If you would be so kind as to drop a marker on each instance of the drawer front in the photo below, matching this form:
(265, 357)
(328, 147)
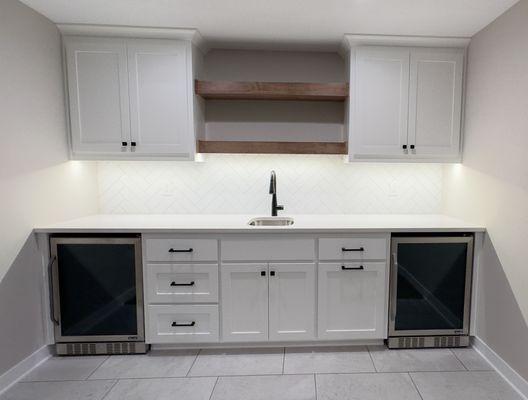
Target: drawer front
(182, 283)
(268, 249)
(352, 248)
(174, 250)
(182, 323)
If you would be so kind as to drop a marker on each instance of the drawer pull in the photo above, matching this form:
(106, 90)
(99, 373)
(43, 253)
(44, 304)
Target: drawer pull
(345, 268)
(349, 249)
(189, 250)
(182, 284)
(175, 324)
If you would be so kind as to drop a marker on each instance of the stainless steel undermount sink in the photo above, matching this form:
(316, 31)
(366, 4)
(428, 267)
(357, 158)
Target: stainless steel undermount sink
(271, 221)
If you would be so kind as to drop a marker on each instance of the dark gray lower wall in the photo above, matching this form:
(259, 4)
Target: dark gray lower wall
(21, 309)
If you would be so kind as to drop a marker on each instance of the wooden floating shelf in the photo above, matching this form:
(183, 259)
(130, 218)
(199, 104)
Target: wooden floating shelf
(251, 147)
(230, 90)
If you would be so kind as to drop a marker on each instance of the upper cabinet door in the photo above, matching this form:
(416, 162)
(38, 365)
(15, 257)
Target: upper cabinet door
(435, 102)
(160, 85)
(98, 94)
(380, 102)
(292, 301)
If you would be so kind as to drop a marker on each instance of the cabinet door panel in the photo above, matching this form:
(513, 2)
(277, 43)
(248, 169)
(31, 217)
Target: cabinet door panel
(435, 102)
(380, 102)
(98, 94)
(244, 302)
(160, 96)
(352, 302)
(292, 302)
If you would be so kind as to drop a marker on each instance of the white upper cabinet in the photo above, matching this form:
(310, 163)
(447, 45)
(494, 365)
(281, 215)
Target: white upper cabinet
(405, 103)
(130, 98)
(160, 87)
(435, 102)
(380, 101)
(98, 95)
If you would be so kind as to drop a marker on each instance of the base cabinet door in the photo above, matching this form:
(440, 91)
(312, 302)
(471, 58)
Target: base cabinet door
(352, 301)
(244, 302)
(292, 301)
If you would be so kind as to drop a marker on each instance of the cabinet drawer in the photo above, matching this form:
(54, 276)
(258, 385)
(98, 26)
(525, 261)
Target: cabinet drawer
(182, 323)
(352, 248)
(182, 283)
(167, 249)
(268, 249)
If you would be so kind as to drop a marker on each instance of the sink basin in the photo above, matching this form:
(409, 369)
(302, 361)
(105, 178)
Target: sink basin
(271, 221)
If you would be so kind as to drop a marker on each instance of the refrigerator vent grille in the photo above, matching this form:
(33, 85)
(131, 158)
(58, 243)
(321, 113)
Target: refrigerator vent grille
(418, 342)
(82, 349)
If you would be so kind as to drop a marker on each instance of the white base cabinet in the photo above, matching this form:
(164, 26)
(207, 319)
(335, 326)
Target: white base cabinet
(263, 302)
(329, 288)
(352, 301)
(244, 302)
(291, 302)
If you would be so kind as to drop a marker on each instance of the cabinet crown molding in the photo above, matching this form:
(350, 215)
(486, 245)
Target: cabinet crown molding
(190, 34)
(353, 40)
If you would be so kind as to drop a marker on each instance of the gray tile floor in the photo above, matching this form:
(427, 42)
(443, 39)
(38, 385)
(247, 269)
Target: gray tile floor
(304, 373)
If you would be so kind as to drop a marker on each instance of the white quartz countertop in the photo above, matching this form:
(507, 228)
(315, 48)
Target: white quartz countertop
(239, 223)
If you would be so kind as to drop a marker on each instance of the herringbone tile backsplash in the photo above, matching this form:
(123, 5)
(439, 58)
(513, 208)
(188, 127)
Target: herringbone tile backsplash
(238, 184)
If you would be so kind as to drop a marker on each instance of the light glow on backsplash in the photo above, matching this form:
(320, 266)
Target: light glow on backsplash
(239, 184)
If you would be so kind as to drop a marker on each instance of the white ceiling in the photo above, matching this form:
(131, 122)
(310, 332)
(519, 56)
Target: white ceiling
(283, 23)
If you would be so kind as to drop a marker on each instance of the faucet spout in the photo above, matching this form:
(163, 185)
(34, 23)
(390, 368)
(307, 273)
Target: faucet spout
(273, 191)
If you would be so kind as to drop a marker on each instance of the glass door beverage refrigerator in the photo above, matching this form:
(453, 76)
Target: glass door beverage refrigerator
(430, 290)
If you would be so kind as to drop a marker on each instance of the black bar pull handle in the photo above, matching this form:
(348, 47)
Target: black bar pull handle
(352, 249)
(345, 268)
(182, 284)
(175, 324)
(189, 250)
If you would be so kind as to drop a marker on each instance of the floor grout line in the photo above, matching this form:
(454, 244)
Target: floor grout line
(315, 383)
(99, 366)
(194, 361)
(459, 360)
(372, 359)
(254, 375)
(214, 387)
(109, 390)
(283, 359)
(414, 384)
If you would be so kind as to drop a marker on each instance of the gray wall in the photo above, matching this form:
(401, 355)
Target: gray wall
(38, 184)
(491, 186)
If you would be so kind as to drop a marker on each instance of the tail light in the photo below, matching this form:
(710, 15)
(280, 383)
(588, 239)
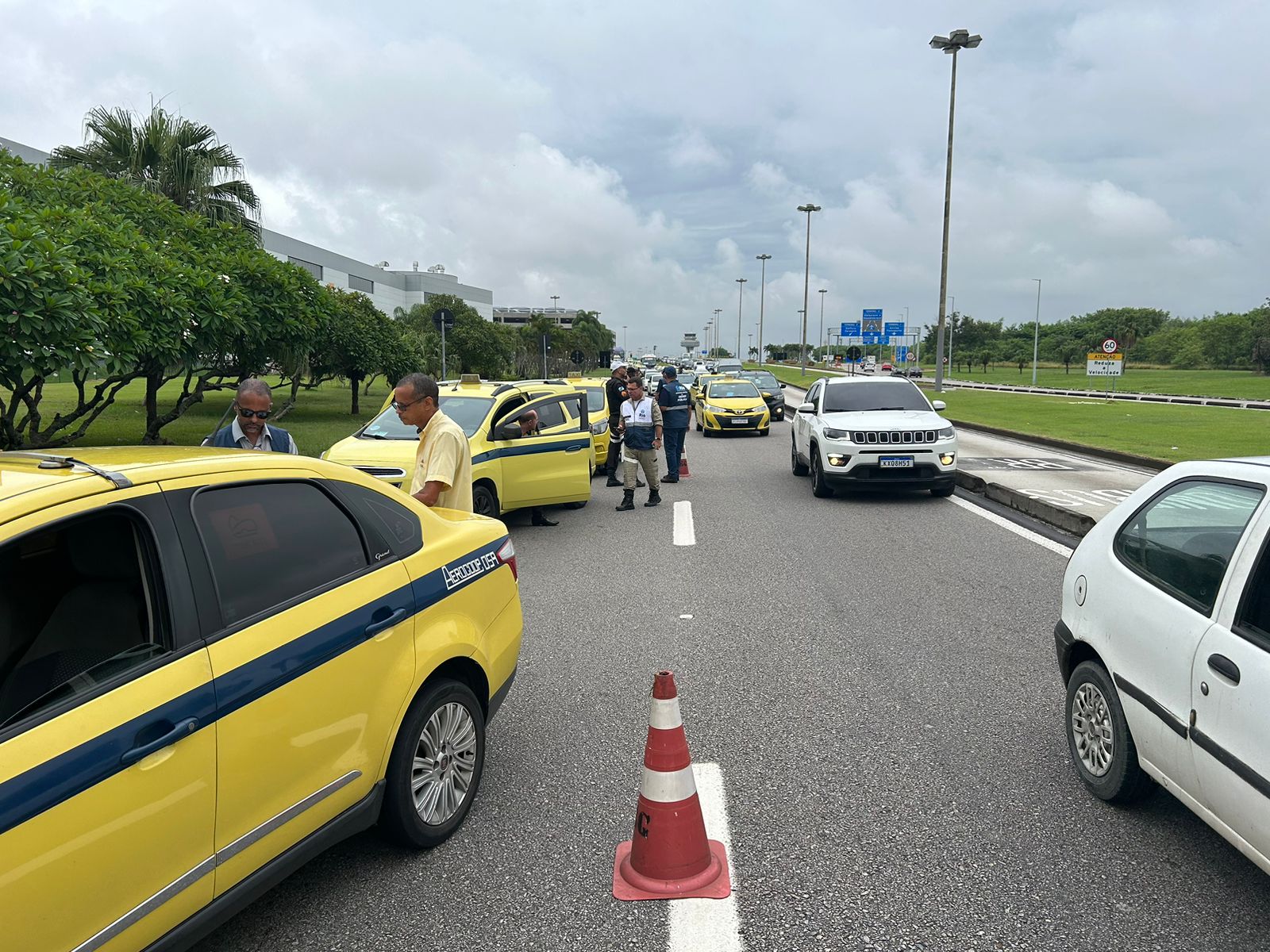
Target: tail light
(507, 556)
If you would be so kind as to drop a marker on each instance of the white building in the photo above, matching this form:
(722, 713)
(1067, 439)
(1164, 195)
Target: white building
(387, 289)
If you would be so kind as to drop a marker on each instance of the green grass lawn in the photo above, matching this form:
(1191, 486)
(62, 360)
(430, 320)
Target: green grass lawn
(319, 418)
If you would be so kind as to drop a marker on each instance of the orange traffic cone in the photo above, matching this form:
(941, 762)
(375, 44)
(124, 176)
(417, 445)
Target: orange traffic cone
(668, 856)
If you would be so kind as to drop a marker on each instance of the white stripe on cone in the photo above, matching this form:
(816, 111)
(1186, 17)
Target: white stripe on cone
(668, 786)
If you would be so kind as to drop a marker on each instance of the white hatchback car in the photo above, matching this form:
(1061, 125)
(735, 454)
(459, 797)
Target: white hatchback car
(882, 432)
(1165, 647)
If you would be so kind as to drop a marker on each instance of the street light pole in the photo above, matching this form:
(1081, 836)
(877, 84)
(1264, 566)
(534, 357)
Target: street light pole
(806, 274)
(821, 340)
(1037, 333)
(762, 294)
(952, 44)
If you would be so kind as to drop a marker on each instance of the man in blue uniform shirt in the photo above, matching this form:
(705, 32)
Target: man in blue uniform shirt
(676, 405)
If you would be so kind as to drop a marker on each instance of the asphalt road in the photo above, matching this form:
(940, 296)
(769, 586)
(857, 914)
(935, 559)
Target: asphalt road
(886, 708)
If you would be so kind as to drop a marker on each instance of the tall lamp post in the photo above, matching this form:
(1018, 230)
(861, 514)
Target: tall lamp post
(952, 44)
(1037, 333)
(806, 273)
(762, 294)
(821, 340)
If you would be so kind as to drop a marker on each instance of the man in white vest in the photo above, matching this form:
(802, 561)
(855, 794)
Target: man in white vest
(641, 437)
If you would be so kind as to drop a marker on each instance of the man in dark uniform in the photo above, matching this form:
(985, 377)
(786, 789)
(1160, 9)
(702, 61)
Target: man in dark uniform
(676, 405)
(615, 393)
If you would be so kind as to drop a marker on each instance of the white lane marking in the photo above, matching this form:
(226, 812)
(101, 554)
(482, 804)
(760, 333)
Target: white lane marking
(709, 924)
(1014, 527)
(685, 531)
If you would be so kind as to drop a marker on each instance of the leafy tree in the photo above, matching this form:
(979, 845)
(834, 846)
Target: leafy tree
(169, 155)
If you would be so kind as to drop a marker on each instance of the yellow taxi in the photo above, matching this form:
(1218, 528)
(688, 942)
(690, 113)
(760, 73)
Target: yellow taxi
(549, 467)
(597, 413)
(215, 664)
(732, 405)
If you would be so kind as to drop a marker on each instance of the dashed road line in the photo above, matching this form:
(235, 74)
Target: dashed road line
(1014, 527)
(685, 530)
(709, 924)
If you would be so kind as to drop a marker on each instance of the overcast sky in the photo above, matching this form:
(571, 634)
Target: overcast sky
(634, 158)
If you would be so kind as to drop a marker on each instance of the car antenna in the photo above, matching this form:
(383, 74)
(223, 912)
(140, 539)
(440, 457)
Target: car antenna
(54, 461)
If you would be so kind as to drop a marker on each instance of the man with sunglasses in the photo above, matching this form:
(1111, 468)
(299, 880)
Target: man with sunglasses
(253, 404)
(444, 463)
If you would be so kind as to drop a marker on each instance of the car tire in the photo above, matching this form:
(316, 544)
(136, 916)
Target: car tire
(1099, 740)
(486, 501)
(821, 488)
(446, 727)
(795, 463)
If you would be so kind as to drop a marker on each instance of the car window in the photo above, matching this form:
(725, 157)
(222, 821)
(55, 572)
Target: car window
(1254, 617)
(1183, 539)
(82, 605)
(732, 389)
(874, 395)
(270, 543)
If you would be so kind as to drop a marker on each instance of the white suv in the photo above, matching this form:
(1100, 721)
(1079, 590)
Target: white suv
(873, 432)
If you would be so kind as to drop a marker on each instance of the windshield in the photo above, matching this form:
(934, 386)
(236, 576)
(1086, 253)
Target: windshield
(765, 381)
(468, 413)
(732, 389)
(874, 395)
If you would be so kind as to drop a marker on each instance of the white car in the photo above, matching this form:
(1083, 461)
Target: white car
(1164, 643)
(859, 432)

○ ○ ○ ○ ○ ○ ○

# What the exercise asks
Begin with the line that contains "the white suv" and set down each line exactly until the records above end, including the final line.

# Task output
If you would be so kind as to drop a marker on each instance of the white suv in the photo above, matching this form:
(1100, 721)
(1079, 590)
Target: white suv
(873, 432)
If you would be so kind as to drop a marker on each instance of the windshield in the photo above, matching this form:
(934, 386)
(236, 576)
(1086, 253)
Target: windshield
(765, 381)
(468, 413)
(732, 389)
(874, 395)
If you would be so kind as to drop a marker on each instance of the white car in the photo above, matching this form:
(1083, 461)
Target: white car
(1164, 643)
(859, 432)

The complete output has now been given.